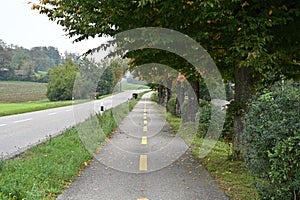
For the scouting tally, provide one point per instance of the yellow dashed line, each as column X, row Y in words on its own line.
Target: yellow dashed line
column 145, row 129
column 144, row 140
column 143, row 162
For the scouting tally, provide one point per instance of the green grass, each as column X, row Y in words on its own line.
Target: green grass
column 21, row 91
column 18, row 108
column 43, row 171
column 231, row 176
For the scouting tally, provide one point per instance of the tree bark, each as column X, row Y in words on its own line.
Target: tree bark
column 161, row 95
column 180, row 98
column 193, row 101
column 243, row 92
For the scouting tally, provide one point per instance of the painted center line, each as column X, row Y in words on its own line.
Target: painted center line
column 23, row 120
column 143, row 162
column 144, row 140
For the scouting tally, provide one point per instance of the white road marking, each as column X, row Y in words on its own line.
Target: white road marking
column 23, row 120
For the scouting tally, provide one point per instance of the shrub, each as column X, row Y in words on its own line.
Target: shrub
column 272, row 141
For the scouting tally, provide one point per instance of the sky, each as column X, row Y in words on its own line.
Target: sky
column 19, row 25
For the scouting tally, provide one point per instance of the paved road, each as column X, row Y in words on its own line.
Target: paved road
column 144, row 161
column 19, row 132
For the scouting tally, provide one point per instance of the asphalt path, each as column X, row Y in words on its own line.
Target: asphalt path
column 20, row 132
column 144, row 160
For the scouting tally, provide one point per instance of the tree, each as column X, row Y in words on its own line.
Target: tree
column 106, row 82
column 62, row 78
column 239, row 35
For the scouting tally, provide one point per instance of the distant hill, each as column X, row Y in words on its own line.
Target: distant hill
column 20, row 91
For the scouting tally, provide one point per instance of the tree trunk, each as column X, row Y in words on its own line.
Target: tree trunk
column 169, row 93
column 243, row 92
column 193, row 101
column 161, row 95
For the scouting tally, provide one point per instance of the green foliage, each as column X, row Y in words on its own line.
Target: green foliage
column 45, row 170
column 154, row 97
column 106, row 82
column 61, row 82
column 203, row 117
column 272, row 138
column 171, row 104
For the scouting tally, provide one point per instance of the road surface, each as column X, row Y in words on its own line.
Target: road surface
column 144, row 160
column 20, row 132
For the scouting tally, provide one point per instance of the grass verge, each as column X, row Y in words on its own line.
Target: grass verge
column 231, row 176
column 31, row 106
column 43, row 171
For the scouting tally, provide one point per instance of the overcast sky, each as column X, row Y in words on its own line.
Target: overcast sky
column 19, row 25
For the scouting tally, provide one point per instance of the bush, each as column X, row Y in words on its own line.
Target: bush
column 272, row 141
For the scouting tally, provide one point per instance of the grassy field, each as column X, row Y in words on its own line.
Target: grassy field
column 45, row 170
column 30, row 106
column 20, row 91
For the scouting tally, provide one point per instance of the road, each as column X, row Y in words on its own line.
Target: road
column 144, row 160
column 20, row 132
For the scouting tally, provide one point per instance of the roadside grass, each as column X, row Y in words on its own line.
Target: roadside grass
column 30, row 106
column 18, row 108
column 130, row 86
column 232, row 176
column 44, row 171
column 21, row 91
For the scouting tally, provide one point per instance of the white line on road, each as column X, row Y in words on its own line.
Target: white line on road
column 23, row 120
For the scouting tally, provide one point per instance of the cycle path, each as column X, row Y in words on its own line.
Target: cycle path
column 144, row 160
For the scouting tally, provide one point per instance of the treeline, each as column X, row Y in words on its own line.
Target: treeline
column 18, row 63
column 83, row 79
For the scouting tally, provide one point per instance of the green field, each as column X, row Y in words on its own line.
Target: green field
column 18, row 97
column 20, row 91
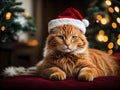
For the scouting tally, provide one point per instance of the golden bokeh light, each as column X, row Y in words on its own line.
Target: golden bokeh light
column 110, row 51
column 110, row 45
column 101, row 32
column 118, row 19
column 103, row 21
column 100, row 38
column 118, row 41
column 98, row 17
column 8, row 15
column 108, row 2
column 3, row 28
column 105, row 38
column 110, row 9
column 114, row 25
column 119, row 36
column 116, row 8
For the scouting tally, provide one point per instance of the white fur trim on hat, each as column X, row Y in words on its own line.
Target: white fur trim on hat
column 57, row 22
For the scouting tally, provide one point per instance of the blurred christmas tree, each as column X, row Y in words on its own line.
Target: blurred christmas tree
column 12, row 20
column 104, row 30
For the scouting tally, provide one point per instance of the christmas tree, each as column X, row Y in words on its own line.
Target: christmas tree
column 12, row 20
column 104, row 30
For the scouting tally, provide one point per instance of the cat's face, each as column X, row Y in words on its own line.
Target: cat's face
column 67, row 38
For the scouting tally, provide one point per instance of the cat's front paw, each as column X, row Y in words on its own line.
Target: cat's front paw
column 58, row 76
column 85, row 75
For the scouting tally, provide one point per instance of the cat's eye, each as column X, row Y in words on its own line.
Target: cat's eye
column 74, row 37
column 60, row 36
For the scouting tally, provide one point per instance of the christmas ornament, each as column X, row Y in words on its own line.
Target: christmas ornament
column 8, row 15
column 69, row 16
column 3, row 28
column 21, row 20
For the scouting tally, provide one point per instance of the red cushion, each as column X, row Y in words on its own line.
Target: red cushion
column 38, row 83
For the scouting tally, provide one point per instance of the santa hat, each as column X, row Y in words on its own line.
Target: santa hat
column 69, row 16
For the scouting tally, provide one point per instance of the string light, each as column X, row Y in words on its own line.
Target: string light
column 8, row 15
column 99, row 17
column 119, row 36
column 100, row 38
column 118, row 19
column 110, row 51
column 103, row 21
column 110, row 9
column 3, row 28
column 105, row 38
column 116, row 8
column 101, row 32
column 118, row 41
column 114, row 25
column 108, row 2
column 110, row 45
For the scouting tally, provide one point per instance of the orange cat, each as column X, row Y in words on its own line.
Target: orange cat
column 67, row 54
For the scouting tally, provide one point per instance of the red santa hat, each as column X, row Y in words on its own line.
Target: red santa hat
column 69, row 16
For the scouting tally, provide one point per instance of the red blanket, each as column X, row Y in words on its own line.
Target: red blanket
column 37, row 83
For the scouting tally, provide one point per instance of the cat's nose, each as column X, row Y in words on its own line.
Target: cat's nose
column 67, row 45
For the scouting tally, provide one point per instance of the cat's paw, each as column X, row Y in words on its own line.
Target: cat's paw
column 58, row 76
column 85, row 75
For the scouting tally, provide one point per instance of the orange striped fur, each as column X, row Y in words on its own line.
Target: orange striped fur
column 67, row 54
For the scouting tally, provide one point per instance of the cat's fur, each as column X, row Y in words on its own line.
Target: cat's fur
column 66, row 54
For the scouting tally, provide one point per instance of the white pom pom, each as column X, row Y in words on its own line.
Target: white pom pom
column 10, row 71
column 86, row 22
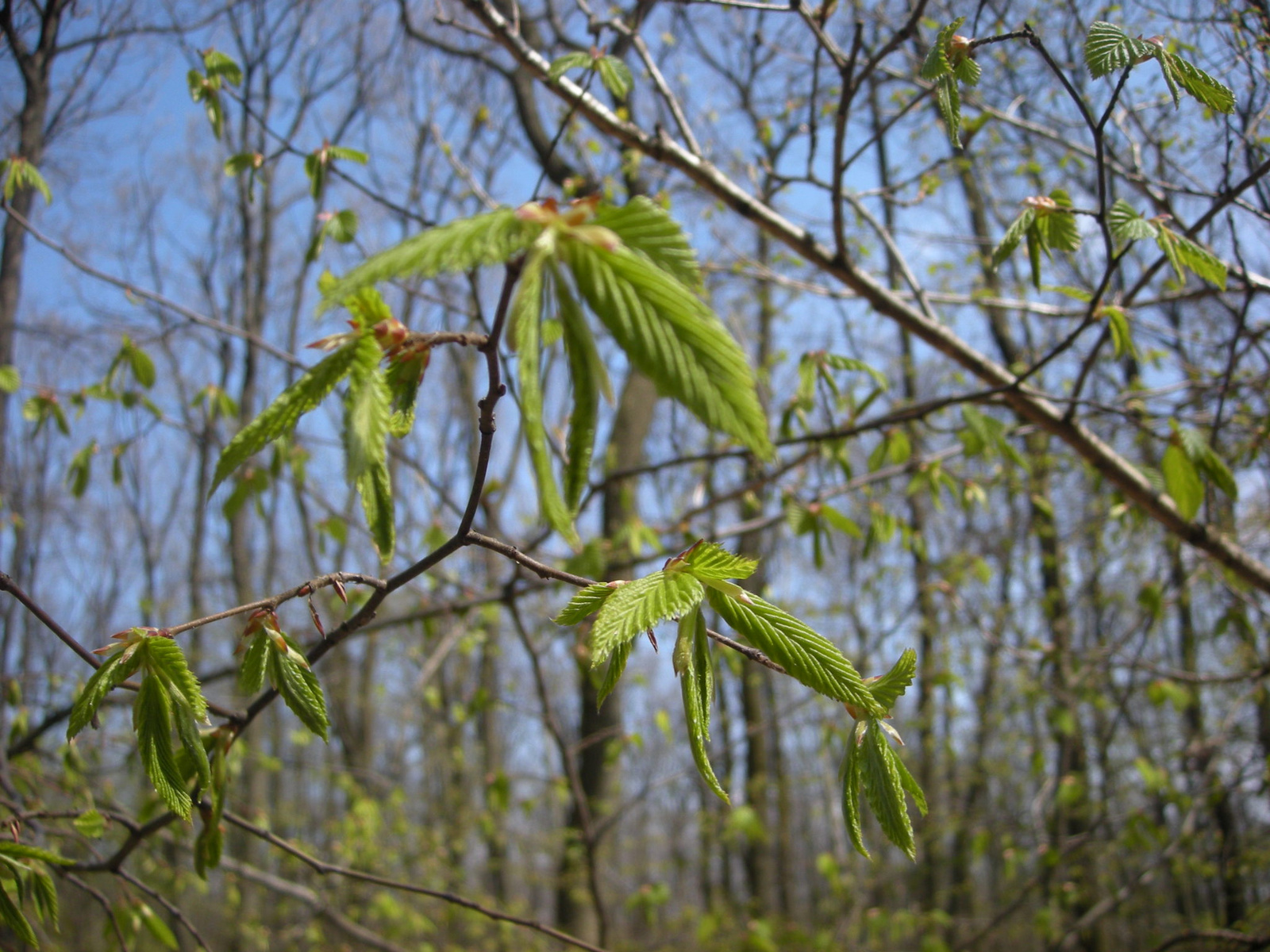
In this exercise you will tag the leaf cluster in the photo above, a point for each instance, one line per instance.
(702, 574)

════════════════════

• _What is required_: The entries above need to be transcribed exactly, with the images left out.

• _Exercise response_:
For the scouting tally, provide one point per instance of the yellow dashed line, each as column X, row Y in words on its own line.
Target: yellow dashed line
column 145, row 129
column 144, row 140
column 143, row 162
For the scouting tally, provide one point per instance of the green grass, each as column X, row Y in words on its own line.
Target: green grass
column 21, row 91
column 18, row 108
column 43, row 171
column 231, row 176
For the scouting tally, provide one point per instance of the tree bark, each as column X, row Y in words on its own line.
Target: tree bark
column 161, row 95
column 180, row 98
column 193, row 101
column 243, row 92
For the scouting tally, provide one point per instance of the painted center line, each as column X, row Y in words on its own line.
Target: painted center line
column 23, row 120
column 143, row 162
column 144, row 140
For the scouting tally, provide one point per instance of the white road marking, each as column X, row Y in words on its own line.
Target: white road marking
column 23, row 120
For the scouting tally, provide one point per instance of the shrub, each as column X, row Y in words on its own line.
Target: shrub
column 272, row 141
For the scouting tally, provide one point per instance of the sky, each as column X, row Y in words on its own line.
Target: sky
column 19, row 25
For the scouting tally, provide one point per instance of the paved road, each as column X, row Y in words on its own line.
Target: paved road
column 144, row 161
column 19, row 132
For the scouting tally, provide one point per instance of the asphalt path, each as column X, row Y in words on its own line.
Target: asphalt path
column 20, row 132
column 144, row 160
For the scouting tally, provide one point per instance of the tree, each as column X, row Y in words on its own line.
Target: tree
column 106, row 82
column 62, row 78
column 239, row 35
For the scouting tally, provide one point per instance of the distant hill, each as column X, row Y in words on its own line.
Target: distant hill
column 20, row 91
For the scouting tally, provide one point per instance of the tree trunk, each as column X, row Y in words on its own line.
Target: tree trunk
column 169, row 93
column 243, row 92
column 193, row 101
column 161, row 95
For the scouting tally, provide one point per instance of the green foliage, each as column X, row Y in words on its own line.
Target: green foliage
column 45, row 170
column 154, row 97
column 106, row 82
column 61, row 82
column 203, row 117
column 272, row 138
column 171, row 104
For the scouting tally, provide one point per instance of the road surface, each as column X, row Y in words on its own line.
Target: road surface
column 144, row 160
column 20, row 132
For the scouting tally, provide one point per instance of the grass verge, each as column X, row Y in words on its own line.
Target: grass verge
column 231, row 176
column 31, row 106
column 43, row 171
For the scouting tally, provide one point per instance of the overcast sky, each as column X, row Y in words on its own line.
Target: overcast sky
column 19, row 25
For the scouting tally, provide one point per instance of the bush, each as column X, row Y in words on its own line.
Target: bush
column 272, row 141
For the scouting tally, provide one point per instance of the grassy field, each as column X, row Y in words on its own line.
Target: grassy field
column 45, row 170
column 30, row 106
column 20, row 91
For the scouting tally, provide one point per instance of the road, each as column X, row Y in words on its own line.
Target: road
column 144, row 160
column 20, row 132
For the scouting tally, provide one point per instance of the roadside grass, each as column X, row Y in words on its own line.
Target: roadside grass
column 30, row 106
column 18, row 108
column 130, row 86
column 232, row 176
column 44, row 171
column 21, row 91
For the scouting tally, provide one point per instance of the white line on road, each as column X, row Y in words on its own line.
Target: white line on road
column 23, row 120
For the scouting tally, provide one point per instance of the cycle path, each as column X, row Y in words on its own line.
Target: cycle path
column 144, row 160
For the scouting tally, provide one point per instance of the treeline, each as column X, row Y in words on its own line.
Target: treeline
column 18, row 63
column 83, row 79
For the scouting tally, provide one point per instance of the green field, each as column X, row Y in words on its own line.
Target: green field
column 18, row 97
column 20, row 91
For the scouting tally, provide one point per instance of the golden bokeh light, each as column X, row Y in words on its own line.
Target: golden bokeh light
column 110, row 51
column 110, row 45
column 101, row 32
column 118, row 19
column 103, row 21
column 100, row 38
column 118, row 41
column 98, row 17
column 8, row 15
column 108, row 2
column 3, row 28
column 105, row 38
column 110, row 9
column 114, row 25
column 119, row 36
column 116, row 8
For the scouting tally, provide one point per instance of the white fur trim on hat, each as column X, row Y in words on its own line.
Target: white fur trim on hat
column 57, row 22
For the scouting tally, provide one point per instance of the blurred christmas tree, each as column X, row Y in words on its own line.
Target: blurred christmas tree
column 12, row 20
column 104, row 30
For the scouting tally, provide one point per instance of the christmas tree, each as column X, row Y in words on its own line.
Target: christmas tree
column 12, row 20
column 104, row 30
For the scouting tally, provide one point per instance of the cat's face, each as column X, row Y in words on its own line.
Target: cat's face
column 67, row 38
For the scouting tally, provide one point per instance of the cat's front paw, each as column X, row Y in words on its own line.
Target: cat's front paw
column 58, row 76
column 85, row 75
For the scouting tally, provide one point per instance of the cat's eye, each as column X, row Y in words on its own line.
Target: cat's eye
column 74, row 37
column 60, row 36
For the scouting tally, provide one point per instance of the christmas ornament, each as column X, row Y in words on its own line.
Target: christmas ornament
column 8, row 15
column 69, row 16
column 3, row 28
column 21, row 20
For the scouting tally, provide one point per instance of the red cushion, each as column X, row Y in words on its own line.
Target: red cushion
column 38, row 83
For the scouting tally, provide one point per instance of the santa hat, each as column X, row Y in words on its own line.
Target: santa hat
column 69, row 16
For the scouting tally, provide one point per instance of the string light, each as column X, row Y in words on its own line.
Target: string light
column 8, row 15
column 99, row 17
column 119, row 36
column 100, row 38
column 118, row 19
column 110, row 51
column 103, row 21
column 110, row 9
column 3, row 28
column 105, row 38
column 116, row 8
column 101, row 32
column 118, row 41
column 114, row 25
column 108, row 2
column 110, row 45
For the scouting tally, provide one point per instance of the orange cat, each as column X, row Y in words on its own line.
Target: orange cat
column 67, row 54
For the scouting tally, provide one point per instance of the red santa hat, each as column X, row Y in words on its own line.
Target: red santa hat
column 69, row 16
For the scouting tally, provide one point per instance of the red blanket, each as column X, row Y in words on its own line.
Target: red blanket
column 37, row 83
For the scouting tally, provide one point per instance of the cat's nose, each as column X, row Y in words on its own line.
Target: cat's nose
column 67, row 45
For the scouting tally, provide one point per instance of the cat's paw, each as column X, row Y in words on its own line.
Target: cat's paw
column 58, row 76
column 85, row 75
For the scouting tally, provide one point per instance of the orange striped fur, each as column X, row Y in words on its own line.
Target: orange striped fur
column 67, row 54
For the scouting tally, provide one point per instance of the cat's fur, each as column X, row Y in words on its own line.
Target: cat's fur
column 66, row 54
For the scouting tally, provide one point per instance of the white pom pom, each as column X, row Y in words on its own line.
Target: white pom pom
column 10, row 71
column 86, row 22
In this exercise you will tag the leaf cluster in the photo above, a point for each instance, one line per instance.
(702, 574)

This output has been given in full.